*Data of labeled points*.
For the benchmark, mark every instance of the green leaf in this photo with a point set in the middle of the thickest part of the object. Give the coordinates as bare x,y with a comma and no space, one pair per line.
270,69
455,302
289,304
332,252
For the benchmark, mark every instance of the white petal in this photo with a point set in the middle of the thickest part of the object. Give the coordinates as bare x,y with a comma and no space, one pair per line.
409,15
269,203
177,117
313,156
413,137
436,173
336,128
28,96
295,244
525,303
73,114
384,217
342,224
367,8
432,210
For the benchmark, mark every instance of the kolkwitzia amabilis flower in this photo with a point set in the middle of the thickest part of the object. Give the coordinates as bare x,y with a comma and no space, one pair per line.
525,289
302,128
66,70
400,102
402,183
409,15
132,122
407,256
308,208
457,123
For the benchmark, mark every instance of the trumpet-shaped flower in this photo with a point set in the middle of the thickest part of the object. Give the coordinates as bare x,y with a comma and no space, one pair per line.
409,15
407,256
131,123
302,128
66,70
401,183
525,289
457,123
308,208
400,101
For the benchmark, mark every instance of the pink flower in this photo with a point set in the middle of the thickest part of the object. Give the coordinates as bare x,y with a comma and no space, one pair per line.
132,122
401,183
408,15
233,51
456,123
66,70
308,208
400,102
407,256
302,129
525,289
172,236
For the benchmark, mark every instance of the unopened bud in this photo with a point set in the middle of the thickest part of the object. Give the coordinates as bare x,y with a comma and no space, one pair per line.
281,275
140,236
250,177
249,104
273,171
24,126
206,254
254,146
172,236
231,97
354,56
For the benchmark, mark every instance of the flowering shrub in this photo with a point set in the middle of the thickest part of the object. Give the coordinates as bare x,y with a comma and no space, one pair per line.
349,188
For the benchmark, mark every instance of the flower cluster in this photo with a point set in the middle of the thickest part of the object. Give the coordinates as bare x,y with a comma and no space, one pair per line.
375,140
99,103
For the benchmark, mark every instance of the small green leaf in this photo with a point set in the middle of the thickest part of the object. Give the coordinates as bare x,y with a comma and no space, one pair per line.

*GIVEN INSTRUCTION*.
Render every line of the data above as a Markdown table with two columns, Row and Line, where Row holds the line's number and Line holds its text. Leave out any blank lines.

*EXERCISE RESULT*.
| Row | Line |
|---|---|
| 1 | For the benchmark, mark every instance of the green leaf in this photo with a point set in the middle of the thickest part of the object. Give the coordinates as bare x,y with a comma and no space, one pair per line. |
| 2 | 270,69 |
| 3 | 455,302 |
| 4 | 289,304 |
| 5 | 332,252 |
| 6 | For the benchmark, mark every instance of the white petal in this photo with a point set in the middle of the thickest part of the object. Give the coordinates as bare x,y with a comma and no space, one pair per line. |
| 7 | 409,15 |
| 8 | 269,203 |
| 9 | 177,117 |
| 10 | 313,156 |
| 11 | 413,137 |
| 12 | 436,173 |
| 13 | 336,128 |
| 14 | 28,96 |
| 15 | 295,244 |
| 16 | 525,303 |
| 17 | 73,114 |
| 18 | 384,217 |
| 19 | 342,224 |
| 20 | 367,8 |
| 21 | 432,210 |
| 22 | For the benchmark, mark every instance of the kolkwitzia amabilis flower in this photo with a point set in the middle of the thickest part of the object. Give the coordinates as bare x,y with a comma and no space, one pair per line. |
| 23 | 525,289 |
| 24 | 302,128 |
| 25 | 66,70 |
| 26 | 400,102 |
| 27 | 402,183 |
| 28 | 409,15 |
| 29 | 132,122 |
| 30 | 407,256 |
| 31 | 308,208 |
| 32 | 457,123 |
| 33 | For the benchmark, mark every instance of the trumpet-shaped flower in this photo with a point set in the middle of the thickest part of the object. Give the coordinates as bare x,y with a comma and no space, one pair per line. |
| 34 | 409,15 |
| 35 | 407,256 |
| 36 | 131,123 |
| 37 | 302,128 |
| 38 | 66,70 |
| 39 | 401,183 |
| 40 | 525,289 |
| 41 | 457,123 |
| 42 | 308,208 |
| 43 | 400,101 |
| 44 | For the benchmark, mark every instance of the pink flower in this photo with a point set in the middle of the thickest part of the object. Give the coordinates as bare x,y with a comma and no space, one pair per line. |
| 45 | 132,122 |
| 46 | 401,183 |
| 47 | 408,15 |
| 48 | 233,51 |
| 49 | 456,123 |
| 50 | 66,70 |
| 51 | 308,208 |
| 52 | 400,102 |
| 53 | 407,256 |
| 54 | 302,129 |
| 55 | 525,289 |
| 56 | 172,236 |
| 57 | For the benchmark, mark every instance of the unopened bud in this photo with a point set in the middle of the thickest part of the object. Give the coordinates as bare x,y with a comma and no space, one pair per line. |
| 58 | 281,275 |
| 59 | 140,236 |
| 60 | 250,177 |
| 61 | 249,104 |
| 62 | 273,171 |
| 63 | 24,126 |
| 64 | 206,254 |
| 65 | 254,146 |
| 66 | 172,236 |
| 67 | 231,97 |
| 68 | 354,56 |
| 69 | For the benchmark, mark every instance of the flowering shrub in this photo with a point set in the middle of the thickest part of the object. Give the coordinates as bare x,y with a comma and no space, one pair per line. |
| 70 | 349,188 |
| 71 | For the benchmark, mark every instance of the flower cluster in this photo with a point set in the middle of the thickest part of the object. Give the coordinates as bare x,y with a comma and no space, one pair per line. |
| 72 | 375,140 |
| 73 | 99,103 |
| 74 | For the benchmark, mark every instance of the small green leaf in this photo with a point set in the middle of the thickest part of the object. Give the coordinates as bare x,y with a comma and no space, one pair per line. |